• [Goal]
Revise the material from the line with "of the spectator" up to and including the line with "Target: spectator in blue jacket" by changing "blue jacket" to "red coat" and leaving everything else as it is. Return only those lines.

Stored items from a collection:
+++++

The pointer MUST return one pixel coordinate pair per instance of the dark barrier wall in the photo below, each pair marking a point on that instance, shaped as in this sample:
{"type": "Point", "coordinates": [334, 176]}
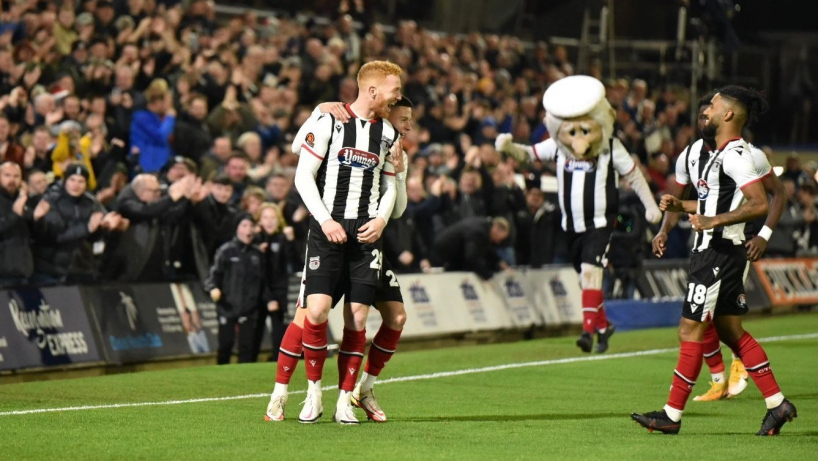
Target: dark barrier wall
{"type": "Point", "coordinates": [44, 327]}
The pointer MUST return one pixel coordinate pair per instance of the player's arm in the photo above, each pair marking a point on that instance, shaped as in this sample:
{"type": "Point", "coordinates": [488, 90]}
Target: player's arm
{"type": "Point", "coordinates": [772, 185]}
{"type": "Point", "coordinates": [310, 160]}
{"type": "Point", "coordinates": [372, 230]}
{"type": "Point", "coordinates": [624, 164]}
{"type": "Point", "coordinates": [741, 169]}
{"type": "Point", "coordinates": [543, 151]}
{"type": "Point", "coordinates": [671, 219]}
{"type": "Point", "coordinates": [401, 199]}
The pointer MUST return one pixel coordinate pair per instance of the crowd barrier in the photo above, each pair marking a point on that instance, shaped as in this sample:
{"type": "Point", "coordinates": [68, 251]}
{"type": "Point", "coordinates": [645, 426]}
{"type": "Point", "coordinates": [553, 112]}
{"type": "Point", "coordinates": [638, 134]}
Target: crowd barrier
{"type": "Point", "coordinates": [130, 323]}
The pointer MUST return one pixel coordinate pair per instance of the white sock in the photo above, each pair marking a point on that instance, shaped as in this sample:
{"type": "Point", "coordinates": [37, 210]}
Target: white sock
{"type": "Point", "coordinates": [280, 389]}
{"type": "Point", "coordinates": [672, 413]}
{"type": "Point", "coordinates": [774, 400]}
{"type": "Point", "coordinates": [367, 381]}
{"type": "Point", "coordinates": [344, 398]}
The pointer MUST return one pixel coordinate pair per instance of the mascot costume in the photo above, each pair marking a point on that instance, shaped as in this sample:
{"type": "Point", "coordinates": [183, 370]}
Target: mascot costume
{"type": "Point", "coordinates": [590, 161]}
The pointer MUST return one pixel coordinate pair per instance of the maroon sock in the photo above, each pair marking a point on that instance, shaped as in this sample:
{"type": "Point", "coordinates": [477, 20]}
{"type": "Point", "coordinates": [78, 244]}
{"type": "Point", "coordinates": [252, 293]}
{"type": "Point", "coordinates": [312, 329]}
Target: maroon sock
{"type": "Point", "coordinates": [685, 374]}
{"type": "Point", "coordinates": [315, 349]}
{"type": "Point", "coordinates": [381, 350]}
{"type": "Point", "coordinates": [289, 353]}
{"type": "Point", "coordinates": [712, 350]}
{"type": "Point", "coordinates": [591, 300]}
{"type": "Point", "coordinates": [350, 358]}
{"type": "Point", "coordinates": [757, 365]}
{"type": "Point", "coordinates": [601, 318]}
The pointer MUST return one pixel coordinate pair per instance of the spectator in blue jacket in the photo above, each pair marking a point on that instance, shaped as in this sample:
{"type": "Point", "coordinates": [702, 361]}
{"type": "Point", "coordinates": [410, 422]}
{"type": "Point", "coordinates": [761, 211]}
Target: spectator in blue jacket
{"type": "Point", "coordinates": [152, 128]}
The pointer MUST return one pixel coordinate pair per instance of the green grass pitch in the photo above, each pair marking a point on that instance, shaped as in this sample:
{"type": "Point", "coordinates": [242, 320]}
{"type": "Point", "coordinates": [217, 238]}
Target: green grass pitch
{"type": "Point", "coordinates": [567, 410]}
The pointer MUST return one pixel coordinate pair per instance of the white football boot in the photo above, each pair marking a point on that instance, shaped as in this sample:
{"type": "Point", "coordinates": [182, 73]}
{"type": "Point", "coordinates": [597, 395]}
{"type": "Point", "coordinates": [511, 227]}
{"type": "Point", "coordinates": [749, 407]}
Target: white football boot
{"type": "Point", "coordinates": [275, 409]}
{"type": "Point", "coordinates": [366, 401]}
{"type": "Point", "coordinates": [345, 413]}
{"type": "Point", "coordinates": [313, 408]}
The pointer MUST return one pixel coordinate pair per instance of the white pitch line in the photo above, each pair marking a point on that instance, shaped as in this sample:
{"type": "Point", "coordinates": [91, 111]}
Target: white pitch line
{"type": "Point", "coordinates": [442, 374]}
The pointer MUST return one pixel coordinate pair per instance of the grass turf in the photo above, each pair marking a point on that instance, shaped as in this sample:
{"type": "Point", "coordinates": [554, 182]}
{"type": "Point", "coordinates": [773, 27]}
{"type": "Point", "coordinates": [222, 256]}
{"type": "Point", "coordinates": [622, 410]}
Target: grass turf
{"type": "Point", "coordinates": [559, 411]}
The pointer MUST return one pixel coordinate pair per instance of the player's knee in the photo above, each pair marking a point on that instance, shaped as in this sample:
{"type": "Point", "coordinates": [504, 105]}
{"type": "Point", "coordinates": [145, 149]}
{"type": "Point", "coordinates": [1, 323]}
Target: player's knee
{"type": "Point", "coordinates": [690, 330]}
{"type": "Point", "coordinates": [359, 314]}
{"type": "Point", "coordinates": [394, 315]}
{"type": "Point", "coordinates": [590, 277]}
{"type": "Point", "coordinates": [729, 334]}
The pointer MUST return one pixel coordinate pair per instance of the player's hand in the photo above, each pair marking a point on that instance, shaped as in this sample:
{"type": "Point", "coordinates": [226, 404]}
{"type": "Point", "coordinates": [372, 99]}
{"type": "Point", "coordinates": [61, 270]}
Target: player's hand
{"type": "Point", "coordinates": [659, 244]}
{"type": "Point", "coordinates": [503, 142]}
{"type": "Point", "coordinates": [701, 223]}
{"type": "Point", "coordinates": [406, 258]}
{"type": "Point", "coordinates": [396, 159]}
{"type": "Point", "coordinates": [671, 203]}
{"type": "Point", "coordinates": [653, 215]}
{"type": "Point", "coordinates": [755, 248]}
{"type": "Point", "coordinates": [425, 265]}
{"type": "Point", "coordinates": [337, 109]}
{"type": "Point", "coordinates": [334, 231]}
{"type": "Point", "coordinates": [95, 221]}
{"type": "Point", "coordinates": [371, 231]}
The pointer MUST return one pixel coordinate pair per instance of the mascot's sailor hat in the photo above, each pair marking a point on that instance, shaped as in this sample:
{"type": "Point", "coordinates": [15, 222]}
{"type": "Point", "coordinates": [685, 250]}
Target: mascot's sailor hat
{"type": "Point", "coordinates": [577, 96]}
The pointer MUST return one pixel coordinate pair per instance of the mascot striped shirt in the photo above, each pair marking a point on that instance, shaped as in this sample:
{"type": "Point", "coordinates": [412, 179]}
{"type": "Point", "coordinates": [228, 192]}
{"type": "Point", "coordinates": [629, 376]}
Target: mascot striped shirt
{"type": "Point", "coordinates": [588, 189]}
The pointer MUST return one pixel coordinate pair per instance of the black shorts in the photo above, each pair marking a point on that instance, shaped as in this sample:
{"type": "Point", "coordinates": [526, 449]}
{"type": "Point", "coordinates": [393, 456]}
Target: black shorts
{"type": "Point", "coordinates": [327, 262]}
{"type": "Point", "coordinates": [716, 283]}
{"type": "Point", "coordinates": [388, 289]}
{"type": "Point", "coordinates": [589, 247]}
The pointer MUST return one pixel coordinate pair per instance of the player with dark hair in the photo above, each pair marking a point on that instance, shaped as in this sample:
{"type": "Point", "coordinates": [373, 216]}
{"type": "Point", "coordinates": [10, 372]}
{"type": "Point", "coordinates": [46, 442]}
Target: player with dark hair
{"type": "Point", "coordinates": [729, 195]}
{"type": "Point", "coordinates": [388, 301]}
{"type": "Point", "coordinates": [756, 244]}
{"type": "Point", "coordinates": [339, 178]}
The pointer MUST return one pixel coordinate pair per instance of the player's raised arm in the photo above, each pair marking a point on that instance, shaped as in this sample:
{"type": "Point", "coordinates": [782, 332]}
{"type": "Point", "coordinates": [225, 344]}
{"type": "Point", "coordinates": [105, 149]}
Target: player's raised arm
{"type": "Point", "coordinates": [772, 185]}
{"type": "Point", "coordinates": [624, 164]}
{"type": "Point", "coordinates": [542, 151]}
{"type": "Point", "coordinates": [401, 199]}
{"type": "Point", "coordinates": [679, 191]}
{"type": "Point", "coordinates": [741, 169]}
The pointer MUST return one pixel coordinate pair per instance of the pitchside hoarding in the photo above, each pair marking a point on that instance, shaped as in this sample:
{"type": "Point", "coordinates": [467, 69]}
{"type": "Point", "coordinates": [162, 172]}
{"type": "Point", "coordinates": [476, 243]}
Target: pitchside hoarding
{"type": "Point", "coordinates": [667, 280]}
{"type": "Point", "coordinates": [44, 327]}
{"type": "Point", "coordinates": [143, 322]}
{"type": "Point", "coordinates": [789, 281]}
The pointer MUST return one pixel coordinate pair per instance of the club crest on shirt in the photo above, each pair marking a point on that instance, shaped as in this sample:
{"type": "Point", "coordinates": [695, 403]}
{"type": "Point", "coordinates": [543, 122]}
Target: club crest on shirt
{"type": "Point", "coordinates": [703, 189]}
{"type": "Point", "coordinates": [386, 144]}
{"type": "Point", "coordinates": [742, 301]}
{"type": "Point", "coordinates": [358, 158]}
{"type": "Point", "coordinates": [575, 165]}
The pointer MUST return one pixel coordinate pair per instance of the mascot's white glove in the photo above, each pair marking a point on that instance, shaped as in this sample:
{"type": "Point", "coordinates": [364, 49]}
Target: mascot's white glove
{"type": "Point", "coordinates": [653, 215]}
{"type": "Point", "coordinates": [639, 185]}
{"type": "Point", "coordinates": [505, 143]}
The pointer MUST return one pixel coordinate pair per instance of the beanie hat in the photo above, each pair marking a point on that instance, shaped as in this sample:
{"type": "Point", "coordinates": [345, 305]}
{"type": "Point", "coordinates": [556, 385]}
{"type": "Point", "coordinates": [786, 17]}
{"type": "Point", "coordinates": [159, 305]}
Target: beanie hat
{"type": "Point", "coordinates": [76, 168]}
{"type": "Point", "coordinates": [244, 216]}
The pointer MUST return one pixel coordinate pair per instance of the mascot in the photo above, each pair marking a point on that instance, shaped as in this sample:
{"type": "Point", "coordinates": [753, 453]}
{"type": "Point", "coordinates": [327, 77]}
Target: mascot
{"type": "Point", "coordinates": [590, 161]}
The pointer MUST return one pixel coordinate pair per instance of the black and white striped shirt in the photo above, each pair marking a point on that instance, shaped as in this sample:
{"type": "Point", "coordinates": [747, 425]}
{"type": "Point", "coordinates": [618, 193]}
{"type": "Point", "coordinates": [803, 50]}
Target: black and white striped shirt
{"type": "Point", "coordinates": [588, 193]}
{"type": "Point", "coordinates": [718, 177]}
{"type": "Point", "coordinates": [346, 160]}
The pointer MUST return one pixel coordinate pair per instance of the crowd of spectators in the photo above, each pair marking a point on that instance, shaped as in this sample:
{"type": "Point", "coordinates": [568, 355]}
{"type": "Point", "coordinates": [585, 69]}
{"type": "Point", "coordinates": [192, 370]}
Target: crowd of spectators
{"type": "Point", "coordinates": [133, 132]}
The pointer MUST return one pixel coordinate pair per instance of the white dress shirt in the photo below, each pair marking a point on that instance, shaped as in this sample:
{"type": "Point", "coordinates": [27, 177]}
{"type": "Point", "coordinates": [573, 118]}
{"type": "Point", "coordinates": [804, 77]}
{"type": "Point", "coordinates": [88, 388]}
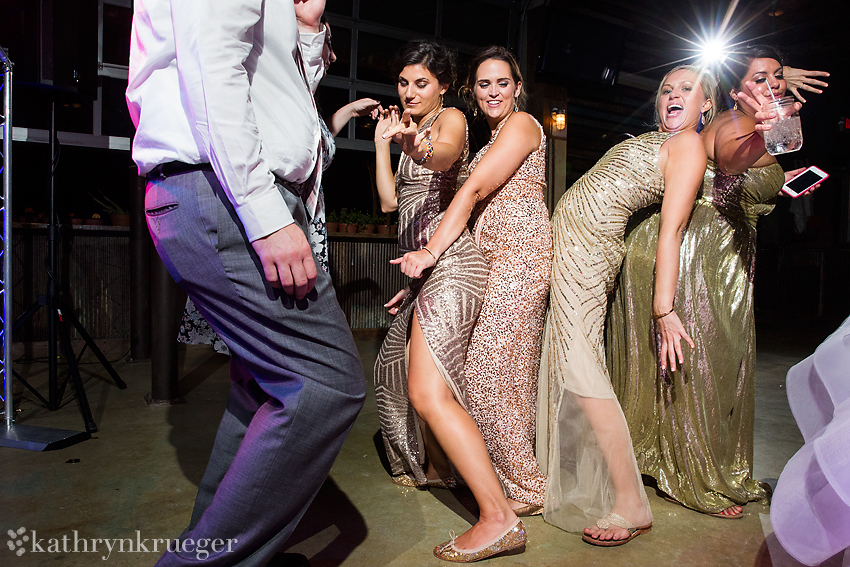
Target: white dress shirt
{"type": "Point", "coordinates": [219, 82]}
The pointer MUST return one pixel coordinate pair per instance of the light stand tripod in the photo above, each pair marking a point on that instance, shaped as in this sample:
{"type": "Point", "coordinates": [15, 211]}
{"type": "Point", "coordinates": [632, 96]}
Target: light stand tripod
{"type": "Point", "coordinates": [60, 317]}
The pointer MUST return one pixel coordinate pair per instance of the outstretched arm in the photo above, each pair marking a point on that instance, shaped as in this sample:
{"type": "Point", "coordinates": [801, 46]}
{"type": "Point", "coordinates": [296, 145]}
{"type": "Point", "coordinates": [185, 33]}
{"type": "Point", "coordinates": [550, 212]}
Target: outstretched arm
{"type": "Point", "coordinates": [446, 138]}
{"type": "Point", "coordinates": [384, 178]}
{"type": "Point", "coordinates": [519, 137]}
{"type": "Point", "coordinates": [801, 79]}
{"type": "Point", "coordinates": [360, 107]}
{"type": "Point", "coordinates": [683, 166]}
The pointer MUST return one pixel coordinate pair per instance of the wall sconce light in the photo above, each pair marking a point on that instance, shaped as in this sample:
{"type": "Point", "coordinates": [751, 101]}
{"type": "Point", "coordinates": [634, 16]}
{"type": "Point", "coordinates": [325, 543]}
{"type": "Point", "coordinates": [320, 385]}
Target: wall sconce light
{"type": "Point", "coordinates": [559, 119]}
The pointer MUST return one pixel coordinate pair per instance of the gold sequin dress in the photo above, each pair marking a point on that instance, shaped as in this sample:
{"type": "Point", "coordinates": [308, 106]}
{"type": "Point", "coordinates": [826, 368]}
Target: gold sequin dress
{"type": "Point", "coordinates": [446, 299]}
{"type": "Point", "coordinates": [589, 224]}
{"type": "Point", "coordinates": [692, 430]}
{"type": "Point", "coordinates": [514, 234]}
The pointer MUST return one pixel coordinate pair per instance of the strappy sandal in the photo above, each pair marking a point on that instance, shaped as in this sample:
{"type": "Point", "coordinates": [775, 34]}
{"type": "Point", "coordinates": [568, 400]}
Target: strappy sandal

+++++

• [Task output]
The pointer MUST return one pixel coordinate pair per instance of the spectator in red coat in the photo above, each pair marking a point on that instance, shaped as in this sample:
{"type": "Point", "coordinates": [702, 361]}
{"type": "Point", "coordinates": [410, 422]}
{"type": "Point", "coordinates": [761, 211]}
Target: spectator in red coat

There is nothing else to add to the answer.